# 04_Cost_Aware_Decision_Logic

In [0]:
# ============================================
# 04_Cost_Aware_Decision_Logic.ipynb
# --------------------------------------------
# Purpose:
#   Transform ML risk predictions into
#   cost-aware investigation decisions
#   under limited operational capacity.
#
# Key Innovation:
#   Optimize expected financial savings,
#   NOT just prediction accuracy.
#
# Business Problem:
#   - Limited investigators (capacity constraint)
#   - Each case has different potential loss
#   - Each investigation has a cost
#   - Goal: Maximize value captured within capacity
#
# Evaluation Alignment:
#   - AI Innovation & Insight Generation
#   - Business Impact & Practical Use
#   - Database <-> AI Workflow
#
# Output:
#   - gold_decision_recommendations table
#   - Actionable investigate/don't decisions
# ============================================

### Imports & Configuration

In [0]:
from pyspark.sql import SparkSession
from pyspark.sql.functions import (
    col, lit, when, sum as spark_sum, 
    avg, count, round as spark_round
)

○ ○ ○ ○ ○

Written task a –
Write out the whole notebook excerpt on cost-aware decision logic above, exactly as it appears.

○ ○ ○ ○ ○

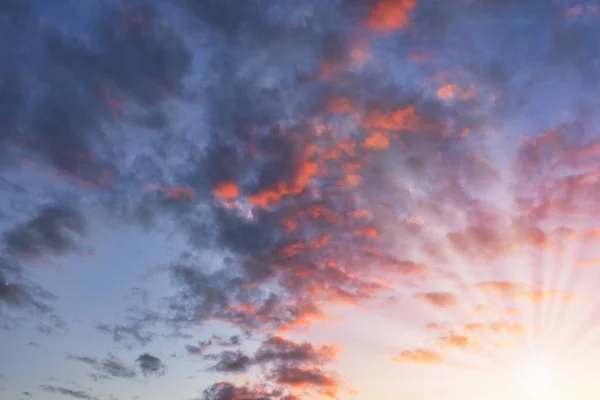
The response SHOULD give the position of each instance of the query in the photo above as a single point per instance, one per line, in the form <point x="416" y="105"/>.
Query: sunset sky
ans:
<point x="299" y="199"/>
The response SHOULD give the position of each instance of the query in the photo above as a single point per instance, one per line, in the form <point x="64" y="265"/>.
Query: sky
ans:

○ ○ ○ ○ ○

Written task b –
Give again, line for line and exactly, all the records that follow the notebook excerpt, leaving the pictures out of your answer.

Solution a –
# 04_Cost_Aware_Decision_Logic

In [0]:
# ============================================
# 04_Cost_Aware_Decision_Logic.ipynb
# --------------------------------------------
# Purpose:
#   Transform ML risk predictions into
#   cost-aware investigation decisions
#   under limited operational capacity.
#
# Key Innovation:
#   Optimize expected financial savings,
#   NOT just prediction accuracy.
#
# Business Problem:
#   - Limited investigators (capacity constraint)
#   - Each case has different potential loss
#   - Each investigation has a cost
#   - Goal: Maximize value captured within capacity
#
# Evaluation Alignment:
#   - AI Innovation & Insight Generation
#   - Business Impact & Practical Use
#   - Database <-> AI Workflow
#
# Output:
#   - gold_decision_recommendations table
#   - Actionable investigate/don't decisions
# ============================================

### Imports & Configuration

In [0]:
from pyspark.sql import SparkSession
from pyspark.sql.functions import (
    col, lit, when, sum as spark_sum, 
    avg, count, round as spark_round
)

Solution b –
The response SHOULD give the position of each instance of the query in the photo above as a single point per instance, one per line, in the form <point x="416" y="105"/>.
Query: sunset sky
ans:
<point x="299" y="199"/>
The response SHOULD give the position of each instance of the query in the photo above as a single point per instance, one per line, in the form <point x="64" y="265"/>.
Query: sky
ans:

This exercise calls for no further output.